**Data excerpts**.
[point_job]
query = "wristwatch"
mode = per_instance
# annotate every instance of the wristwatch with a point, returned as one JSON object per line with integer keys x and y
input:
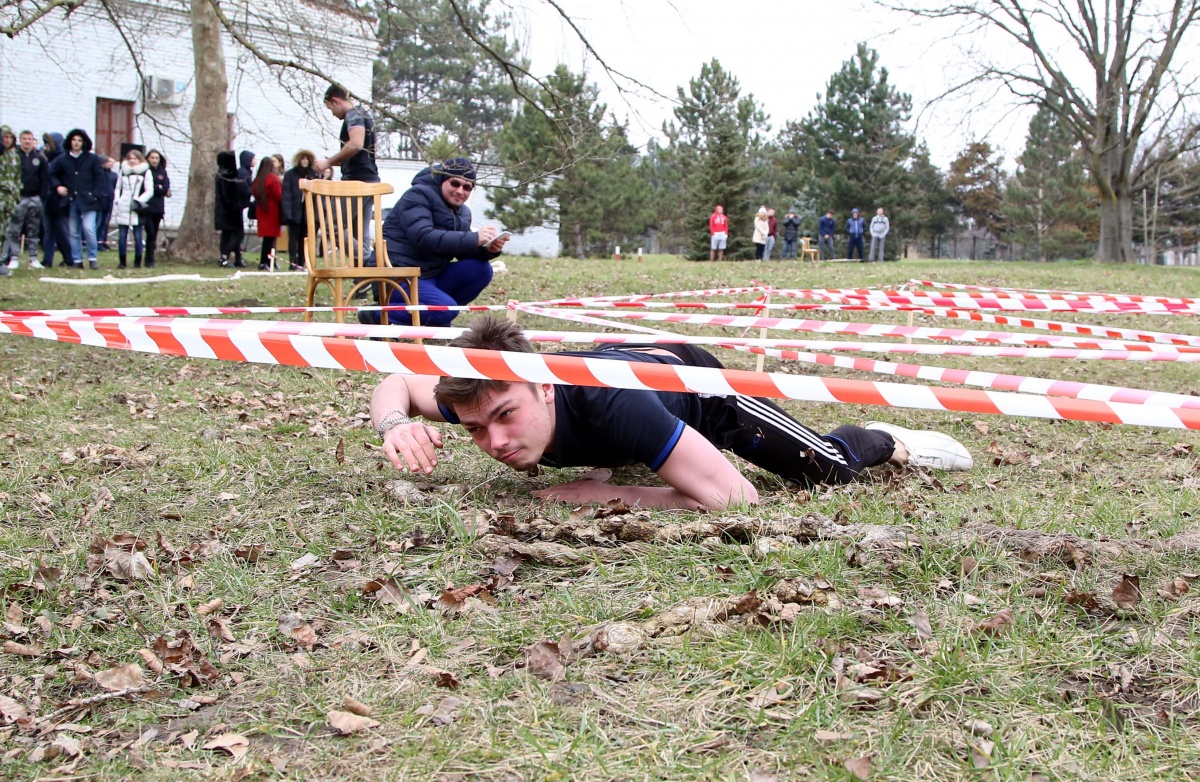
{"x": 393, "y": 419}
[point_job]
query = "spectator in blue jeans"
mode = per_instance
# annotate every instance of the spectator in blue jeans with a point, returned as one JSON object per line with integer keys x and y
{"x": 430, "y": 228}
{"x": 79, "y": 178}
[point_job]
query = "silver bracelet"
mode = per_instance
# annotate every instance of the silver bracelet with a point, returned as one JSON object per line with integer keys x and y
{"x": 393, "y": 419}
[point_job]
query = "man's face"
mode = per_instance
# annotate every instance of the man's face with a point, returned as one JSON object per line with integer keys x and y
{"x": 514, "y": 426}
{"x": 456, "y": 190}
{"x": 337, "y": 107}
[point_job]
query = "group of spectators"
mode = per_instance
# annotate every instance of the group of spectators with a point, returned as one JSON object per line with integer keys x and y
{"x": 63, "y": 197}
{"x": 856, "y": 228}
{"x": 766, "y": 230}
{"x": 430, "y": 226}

--

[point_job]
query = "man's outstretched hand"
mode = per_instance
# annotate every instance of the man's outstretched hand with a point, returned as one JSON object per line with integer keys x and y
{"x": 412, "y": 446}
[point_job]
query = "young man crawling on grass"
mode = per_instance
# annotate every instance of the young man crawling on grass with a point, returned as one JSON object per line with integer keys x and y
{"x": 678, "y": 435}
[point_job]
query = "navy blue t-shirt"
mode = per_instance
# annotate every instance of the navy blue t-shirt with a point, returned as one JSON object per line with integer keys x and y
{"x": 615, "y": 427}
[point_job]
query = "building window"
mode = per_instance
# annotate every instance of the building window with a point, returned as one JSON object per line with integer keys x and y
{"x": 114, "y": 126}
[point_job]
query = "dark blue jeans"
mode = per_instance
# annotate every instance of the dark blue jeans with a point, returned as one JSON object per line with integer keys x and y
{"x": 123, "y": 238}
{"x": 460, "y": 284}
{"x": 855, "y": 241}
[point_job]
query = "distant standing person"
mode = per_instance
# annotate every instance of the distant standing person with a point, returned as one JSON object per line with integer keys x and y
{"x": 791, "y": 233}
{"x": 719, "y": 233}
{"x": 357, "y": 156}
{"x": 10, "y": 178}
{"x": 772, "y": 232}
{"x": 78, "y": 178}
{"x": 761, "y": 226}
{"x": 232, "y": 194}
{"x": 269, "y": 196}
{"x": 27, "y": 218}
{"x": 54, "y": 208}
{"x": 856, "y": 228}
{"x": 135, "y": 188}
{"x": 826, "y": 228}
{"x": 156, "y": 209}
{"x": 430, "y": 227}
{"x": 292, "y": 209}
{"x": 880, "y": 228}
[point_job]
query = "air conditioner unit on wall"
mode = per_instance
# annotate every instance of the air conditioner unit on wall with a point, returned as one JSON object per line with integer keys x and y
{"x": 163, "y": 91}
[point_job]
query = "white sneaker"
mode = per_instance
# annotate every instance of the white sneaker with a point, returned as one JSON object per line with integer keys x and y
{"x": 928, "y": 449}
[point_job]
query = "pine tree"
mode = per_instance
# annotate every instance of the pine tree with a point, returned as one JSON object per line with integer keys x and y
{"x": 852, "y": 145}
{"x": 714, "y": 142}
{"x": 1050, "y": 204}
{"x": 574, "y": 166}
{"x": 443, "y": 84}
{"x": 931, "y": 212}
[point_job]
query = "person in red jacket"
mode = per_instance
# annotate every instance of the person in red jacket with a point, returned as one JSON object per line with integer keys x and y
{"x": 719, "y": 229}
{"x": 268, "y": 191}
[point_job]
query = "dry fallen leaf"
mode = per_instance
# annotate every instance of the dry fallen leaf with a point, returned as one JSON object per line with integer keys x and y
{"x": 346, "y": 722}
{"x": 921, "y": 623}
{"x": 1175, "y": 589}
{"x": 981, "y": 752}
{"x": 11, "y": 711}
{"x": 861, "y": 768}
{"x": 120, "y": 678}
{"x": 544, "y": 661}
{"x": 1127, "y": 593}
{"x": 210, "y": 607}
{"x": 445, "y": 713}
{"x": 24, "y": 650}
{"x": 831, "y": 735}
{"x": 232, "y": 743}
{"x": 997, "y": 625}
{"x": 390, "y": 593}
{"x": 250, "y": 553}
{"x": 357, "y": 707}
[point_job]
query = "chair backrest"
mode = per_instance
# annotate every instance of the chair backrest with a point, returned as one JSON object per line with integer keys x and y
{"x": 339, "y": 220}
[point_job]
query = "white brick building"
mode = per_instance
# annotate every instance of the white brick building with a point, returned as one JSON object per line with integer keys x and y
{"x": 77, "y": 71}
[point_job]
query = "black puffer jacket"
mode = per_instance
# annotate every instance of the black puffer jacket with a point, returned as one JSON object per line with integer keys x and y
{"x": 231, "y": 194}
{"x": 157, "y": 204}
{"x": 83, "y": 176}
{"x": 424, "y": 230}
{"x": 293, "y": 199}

* * *

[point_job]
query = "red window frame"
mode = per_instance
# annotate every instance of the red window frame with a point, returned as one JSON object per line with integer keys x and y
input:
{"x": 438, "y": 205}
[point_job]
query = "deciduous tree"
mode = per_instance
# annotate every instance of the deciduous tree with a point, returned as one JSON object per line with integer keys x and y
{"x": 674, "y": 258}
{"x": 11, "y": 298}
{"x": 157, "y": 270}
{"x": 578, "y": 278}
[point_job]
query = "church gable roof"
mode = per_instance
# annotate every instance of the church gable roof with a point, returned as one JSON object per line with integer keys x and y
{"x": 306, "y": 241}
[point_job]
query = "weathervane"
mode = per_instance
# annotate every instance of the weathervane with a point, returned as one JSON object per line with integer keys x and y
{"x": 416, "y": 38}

**Your goal**. List every line in the items above that contains the string "puffer". Treat uppercase and lowercase as different.

**The solution**.
query = "black puffer jacket"
# annotate every instance of the black puffer jacket with a point, returned as one JSON object per line with integer keys x and y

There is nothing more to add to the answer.